**Work item**
The data follows. Retype every entry exactly.

—————

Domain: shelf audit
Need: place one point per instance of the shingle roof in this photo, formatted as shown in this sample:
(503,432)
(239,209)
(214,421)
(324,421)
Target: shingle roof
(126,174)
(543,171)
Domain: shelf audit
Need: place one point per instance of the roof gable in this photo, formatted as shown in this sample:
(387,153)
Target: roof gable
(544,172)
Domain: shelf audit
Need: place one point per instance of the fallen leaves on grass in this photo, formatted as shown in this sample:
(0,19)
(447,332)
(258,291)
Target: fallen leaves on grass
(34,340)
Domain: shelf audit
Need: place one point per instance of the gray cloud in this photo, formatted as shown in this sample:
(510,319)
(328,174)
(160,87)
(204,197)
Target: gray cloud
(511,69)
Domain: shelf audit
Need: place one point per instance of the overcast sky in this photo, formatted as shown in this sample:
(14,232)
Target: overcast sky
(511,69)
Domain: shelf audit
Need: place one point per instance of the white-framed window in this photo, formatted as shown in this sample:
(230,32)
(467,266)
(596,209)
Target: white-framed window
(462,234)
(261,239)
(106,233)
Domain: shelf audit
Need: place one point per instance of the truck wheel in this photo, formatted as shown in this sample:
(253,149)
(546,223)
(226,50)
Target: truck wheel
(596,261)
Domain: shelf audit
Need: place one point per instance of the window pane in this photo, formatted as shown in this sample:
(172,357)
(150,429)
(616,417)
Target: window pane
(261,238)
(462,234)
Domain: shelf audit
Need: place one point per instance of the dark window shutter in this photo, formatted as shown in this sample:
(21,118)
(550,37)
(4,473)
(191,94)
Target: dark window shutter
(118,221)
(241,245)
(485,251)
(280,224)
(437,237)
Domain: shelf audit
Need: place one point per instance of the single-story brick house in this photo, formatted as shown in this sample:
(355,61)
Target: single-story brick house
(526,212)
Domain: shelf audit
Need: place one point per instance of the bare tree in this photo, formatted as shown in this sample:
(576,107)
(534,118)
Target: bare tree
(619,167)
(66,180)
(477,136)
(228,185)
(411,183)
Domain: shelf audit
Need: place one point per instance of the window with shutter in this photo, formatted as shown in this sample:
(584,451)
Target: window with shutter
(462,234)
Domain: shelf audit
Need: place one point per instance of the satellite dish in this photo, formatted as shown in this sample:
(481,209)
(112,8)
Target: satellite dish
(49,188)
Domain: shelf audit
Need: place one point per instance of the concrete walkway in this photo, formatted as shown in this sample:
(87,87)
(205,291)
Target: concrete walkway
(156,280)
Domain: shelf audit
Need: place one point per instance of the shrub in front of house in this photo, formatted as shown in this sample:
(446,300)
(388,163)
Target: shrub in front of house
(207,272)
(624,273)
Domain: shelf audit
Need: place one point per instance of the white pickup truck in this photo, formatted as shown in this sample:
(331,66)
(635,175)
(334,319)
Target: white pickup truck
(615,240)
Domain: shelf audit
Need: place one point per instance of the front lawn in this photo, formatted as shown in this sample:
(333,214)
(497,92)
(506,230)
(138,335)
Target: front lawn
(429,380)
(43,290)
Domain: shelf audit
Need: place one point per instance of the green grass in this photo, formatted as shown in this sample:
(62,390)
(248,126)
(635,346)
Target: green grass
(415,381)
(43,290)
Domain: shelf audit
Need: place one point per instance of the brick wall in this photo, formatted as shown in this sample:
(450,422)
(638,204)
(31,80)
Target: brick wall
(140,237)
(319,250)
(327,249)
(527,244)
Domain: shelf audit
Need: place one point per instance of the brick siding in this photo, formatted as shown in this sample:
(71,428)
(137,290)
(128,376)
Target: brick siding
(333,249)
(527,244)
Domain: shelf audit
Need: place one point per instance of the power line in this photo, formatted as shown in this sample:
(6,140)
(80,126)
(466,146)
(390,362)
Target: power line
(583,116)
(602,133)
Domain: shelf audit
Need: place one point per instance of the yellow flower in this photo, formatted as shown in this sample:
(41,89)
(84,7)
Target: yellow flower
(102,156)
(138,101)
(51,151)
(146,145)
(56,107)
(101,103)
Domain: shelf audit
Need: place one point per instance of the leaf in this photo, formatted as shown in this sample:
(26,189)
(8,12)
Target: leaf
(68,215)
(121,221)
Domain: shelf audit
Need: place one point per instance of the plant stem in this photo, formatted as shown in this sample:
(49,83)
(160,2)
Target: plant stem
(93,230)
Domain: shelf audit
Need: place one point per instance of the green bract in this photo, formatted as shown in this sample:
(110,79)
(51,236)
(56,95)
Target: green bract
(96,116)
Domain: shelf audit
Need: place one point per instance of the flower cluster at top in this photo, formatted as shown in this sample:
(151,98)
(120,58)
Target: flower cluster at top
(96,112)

—————

**Answer to this exercise**
Domain: shelf audit
Need: place one point per instance of the shingle roof in this photo, formatted as shown in this sample:
(503,432)
(239,209)
(214,421)
(324,421)
Target: shingle roof
(126,174)
(543,171)
Domain: shelf audit
Need: place one point per instance of the roof gable in this photo, formatted as shown in this sample:
(387,153)
Target: roof gable
(544,172)
Domain: shelf audit
Need: place one point per instance of the fallen leaves on grass in this photo, formatted as shown in this sample:
(0,19)
(447,332)
(258,291)
Target: fallen leaves on grass
(34,340)
Domain: shelf audit
Need: place one point per instance of the gray cloud in this photo, formatted as shown in this sample:
(510,319)
(328,174)
(160,87)
(204,197)
Target: gray cloud
(511,69)
Domain: shelf audit
Need: place one point per instance of the overcast sky in this photo, formatted as shown in this sample:
(14,232)
Target: overcast sky
(511,69)
Domain: shelf audit
Need: place one point per instance of the white-framed window in this photo, formatted as shown in this sample:
(230,32)
(467,266)
(596,209)
Target: white-framed window
(462,234)
(261,239)
(106,233)
Domain: shelf audit
Need: place one point per instance of the truck wheel in this photo, formatted as shown in this sample:
(253,149)
(546,223)
(226,50)
Target: truck wheel
(596,261)
Domain: shelf audit
Need: place one point per instance of the window pane in this photo, formatted as shown in this sample:
(172,357)
(150,429)
(616,417)
Target: window pane
(261,238)
(462,234)
Domain: shelf audit
Need: place one point per instance of the dark window shutter in this photo, formatted as shown in this sample:
(21,118)
(550,37)
(4,473)
(191,94)
Target: dark window shutter
(118,221)
(241,245)
(485,251)
(280,224)
(437,237)
Domain: shelf audit
Need: place one point per instance of the single-story brick house in this photo, formatted as shown in this sample:
(355,61)
Target: single-story brick house
(526,212)
Domain: shelf audit
Need: place one point per instance of the bare tree in this photo, formatted as shown in this sample:
(576,107)
(534,118)
Target: bare tree
(619,167)
(66,180)
(477,136)
(228,185)
(411,183)
Domain: shelf audit
Need: place one point per instance of the window with shutter in this photo, formatted as shown in this sample:
(584,451)
Target: window with shutter
(462,234)
Domain: shelf audit
Need: place one point per instance of the satellite dish in this photo, formatted as shown in this sample:
(481,209)
(112,8)
Target: satellite dish
(49,188)
Domain: shelf audit
Need: place one point per instance of the concrete walkway in this photo, formatted as shown in this sample:
(87,87)
(205,291)
Target: concrete walkway
(156,280)
Domain: shelf audit
Need: place one point per instance of the shrub in front of house in this photo, formatted as shown in this sample:
(446,300)
(388,163)
Target: shrub in front of house
(207,272)
(624,273)
Domain: shelf audit
Need: place one point per instance of the white pickup truck in this photo, formatted as shown in this sample:
(331,66)
(635,175)
(334,319)
Target: white pickup truck
(615,240)
Domain: shelf audit
Need: place one point per instance of the front lawn in this photo, formatted as shown in this sample:
(333,214)
(497,92)
(506,230)
(138,335)
Target: front lawn
(429,380)
(43,290)
Domain: shelf audit
Need: place one point per instance of the green grass in this photo, formatted as shown in this sample:
(62,390)
(248,126)
(635,346)
Target: green grass
(415,381)
(43,290)
Domain: shelf audit
Need: place one point per instance of the brick wall in this photo, formatted as shown in this sample:
(450,422)
(638,204)
(31,80)
Target: brick wall
(140,237)
(319,250)
(327,249)
(527,244)
Domain: shelf audit
Need: place one point per instance of the brick siding in this photo, formatted as shown in this sample:
(71,428)
(137,290)
(128,376)
Target: brick siding
(333,249)
(527,244)
Domain: shelf audit
Need: place one point per instance of the power line in this photo, formatted as shown in this sample:
(6,140)
(80,126)
(466,146)
(390,362)
Target: power line
(583,116)
(602,133)
Domain: shelf audit
Need: place one point per instance of the yellow flower in this photo, formatted as shown in this sample:
(41,89)
(84,7)
Target: yellow flower
(102,156)
(138,101)
(51,151)
(146,145)
(56,107)
(101,103)
Domain: shelf audit
Need: place one point per instance of the leaf in this photo, formatted as shown in this sample:
(26,189)
(8,12)
Target: leaf
(68,215)
(121,221)
Domain: shelf audit
Need: place one point per instance of the plant stem in this photo, formatted as shown in this sample:
(49,83)
(160,2)
Target: plant stem
(93,230)
Domain: shelf audit
Need: place one point per instance of the green bract in this photo, formatted as shown in this sample:
(110,79)
(51,236)
(56,95)
Target: green bract
(96,116)
Domain: shelf audit
Need: place one point per instance of the flower cluster at top in this photo, formatted as shown in this sample:
(151,98)
(120,58)
Target: flower cluster at top
(96,112)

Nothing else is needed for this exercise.